━━━━━ Source extract ━━━━━
A pro se litigant is entitled to notice of the deficiencies in the complaint and an opportunity to amend, unless the complaint's deficiencies could not be cured by amendment. See Noll v. Carlson, 809 F. 2d 1446, 1448 (9th Cir. 1987).


Defendant Sprint identifies itself as a wireless communications company having customers in every state, including California, and acknowledges that plaintiff was one such customer. MTD, p. 2. Further, defendant Sprint accepts as true plaintiff's allegation that Sprint provided plaintiff's cell phone records to defendants upon a demand/request by defendants Blunk, Collier and Anderson Police Dispatch predicated on exigent circumstances.*fn4 Id. Nor does defendant Sprint, which disclaims any knowledge of plaintiff's interaction with law enforcement, in any manner contest plaintiff's version of the facts with regard to the legitimacy of the basis for the defendants' request. Id.

What this defendant does assert, however, is that plaintiff "has alleged precisely the facts that establish by law that Sprint has no liability for the disclosure of his phone records in response to an emergency request from law enforcement...." MTD, p. 3. Sprint contends that under the Stored Communications Act at 18 U.S.C. § 2702(c)(4), service providers are permitted to disclose telephone records so long as they have a good faith belief that there is an emergency requiring authorization. MTD, p. 1, 3-5. Moreover, according to Sprint, the SCA affords complete immunity from suit against a carrier which discloses such information pursuant to statutory authority, citing 18 USC § 2703(e). Id., at 1, 4. Defendant Sprint seeks dismissal from this action with prejudice.
━━━━━
Set exercise:
Revise the Sprint motion excerpt between "What this defendant" and "action with prejudice.", inclusive, changing "carrier" to "provider".
━━━━━ Available data ━━━━━
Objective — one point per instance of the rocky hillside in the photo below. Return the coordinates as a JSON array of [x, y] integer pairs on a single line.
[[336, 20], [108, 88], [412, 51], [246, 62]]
━━━━━
Right answer:
What this defendant does assert, however, is that plaintiff "has alleged precisely the facts that establish by law that Sprint has no liability for the disclosure of his phone records in response to an emergency request from law enforcement...." MTD, p. 3. Sprint contends that under the Stored Communications Act at 18 U.S.C. § 2702(c)(4), service providers are permitted to disclose telephone records so long as they have a good faith belief that there is an emergency requiring authorization. MTD, p. 1, 3-5. Moreover, according to Sprint, the SCA affords complete immunity from suit against a provider which discloses such information pursuant to statutory authority, citing 18 USC § 2703(e). Id., at 1, 4. Defendant Sprint seeks dismissal from this action with prejudice.